[Start DATASET]
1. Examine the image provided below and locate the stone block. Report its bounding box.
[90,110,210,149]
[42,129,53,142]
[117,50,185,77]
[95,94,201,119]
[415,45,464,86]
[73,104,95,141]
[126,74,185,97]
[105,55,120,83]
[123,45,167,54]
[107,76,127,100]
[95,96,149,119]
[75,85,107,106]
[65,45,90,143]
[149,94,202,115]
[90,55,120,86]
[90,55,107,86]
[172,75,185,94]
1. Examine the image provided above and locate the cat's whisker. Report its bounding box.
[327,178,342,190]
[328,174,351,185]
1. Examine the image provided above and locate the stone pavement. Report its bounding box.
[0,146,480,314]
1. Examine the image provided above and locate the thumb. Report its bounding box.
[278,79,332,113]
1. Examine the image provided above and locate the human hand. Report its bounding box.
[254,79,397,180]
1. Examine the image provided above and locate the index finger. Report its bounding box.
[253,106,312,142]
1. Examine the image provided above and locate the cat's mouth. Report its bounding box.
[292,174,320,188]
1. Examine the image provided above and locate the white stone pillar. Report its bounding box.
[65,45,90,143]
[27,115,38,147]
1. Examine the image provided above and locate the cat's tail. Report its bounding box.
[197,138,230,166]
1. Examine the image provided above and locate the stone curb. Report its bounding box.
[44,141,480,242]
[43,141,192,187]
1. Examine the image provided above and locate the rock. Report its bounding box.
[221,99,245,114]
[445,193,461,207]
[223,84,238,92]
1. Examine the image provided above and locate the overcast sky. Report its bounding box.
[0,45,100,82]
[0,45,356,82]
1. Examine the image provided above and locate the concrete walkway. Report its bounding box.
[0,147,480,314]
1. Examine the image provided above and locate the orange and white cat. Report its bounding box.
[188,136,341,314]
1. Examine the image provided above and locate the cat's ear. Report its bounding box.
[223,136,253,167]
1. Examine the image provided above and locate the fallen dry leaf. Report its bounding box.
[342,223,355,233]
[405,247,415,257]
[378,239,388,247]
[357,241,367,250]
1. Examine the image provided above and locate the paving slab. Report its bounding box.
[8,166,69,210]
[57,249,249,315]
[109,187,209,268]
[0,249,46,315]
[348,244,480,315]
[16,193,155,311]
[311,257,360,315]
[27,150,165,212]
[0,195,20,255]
[End DATASET]
• **OBJECTIVE**:
Present every line of the listing above as a numbered list, with blank lines left out.

• **THE RESULT**:
1. 1. Examine the image provided below and locate the stone block. Report its bounding box.
2. [90,110,210,149]
3. [42,129,53,142]
4. [117,50,185,77]
5. [95,94,201,119]
6. [415,45,464,86]
7. [73,104,95,141]
8. [126,74,185,97]
9. [105,55,120,83]
10. [123,45,167,54]
11. [107,76,127,100]
12. [95,96,149,119]
13. [75,85,107,106]
14. [65,45,90,143]
15. [149,94,202,115]
16. [90,55,120,86]
17. [90,55,107,86]
18. [172,75,185,94]
19. 1. Examine the image provided above and locate the cat's whisker. Report its bounding box.
20. [327,178,342,190]
21. [328,174,351,185]
22. 1. Examine the image provided above and locate the stone pavement. Report its bounding box.
23. [0,146,480,314]
24. 1. Examine the image provided above and locate the thumb. Report its bounding box.
25. [278,79,332,113]
26. 1. Examine the image provided above and locate the human hand. Report its bounding box.
27. [254,79,397,180]
28. 1. Examine the image provided above and locate the index finger. Report its bounding box.
29. [253,106,312,142]
30. 1. Examine the image provided above and locate the cat's mouth. Report its bounding box.
31. [292,174,320,188]
32. 1. Examine the image provided above and locate the white stone pillar. Report its bounding box.
33. [65,45,90,143]
34. [27,115,38,147]
35. 1. Examine the image provided above and locate the cat's tail. Report its bounding box.
36. [197,138,230,166]
37. 1. Examine the image provided above and locate the stone curb. Report its bounding box.
38. [44,141,480,242]
39. [43,141,192,187]
40. 1. Examine the image provided above and locate the rock. Report its bounding box.
41. [221,99,245,114]
42. [445,193,461,207]
43. [223,84,238,92]
44. 1. Examine the image provided above and locate the overcast sky. Report its bounding box.
45. [0,45,100,82]
46. [0,45,356,82]
47. 1. Examine the image provided above and locate the concrete walkway. Report its bounding box.
48. [0,147,480,314]
49. 1. Examine the image provided above and locate the orange and white cat. Report its bounding box.
50. [188,136,341,314]
51. 1. Examine the image provided above and locate the cat's ear. Report its bounding box.
52. [223,136,253,167]
53. 1. Examine the image provided above and locate the fallen dry leaf. Report its bounding box.
54. [342,223,355,233]
55. [405,247,415,257]
56. [378,239,388,247]
57. [357,241,367,250]
58. 1. Examine the image provided above and locate the paving slab. Report its bounding box.
59. [8,166,69,210]
60. [57,249,249,315]
61. [109,187,209,268]
62. [0,249,46,315]
63. [348,244,480,315]
64. [16,193,155,311]
65. [311,257,360,315]
66. [27,150,165,212]
67. [0,195,20,255]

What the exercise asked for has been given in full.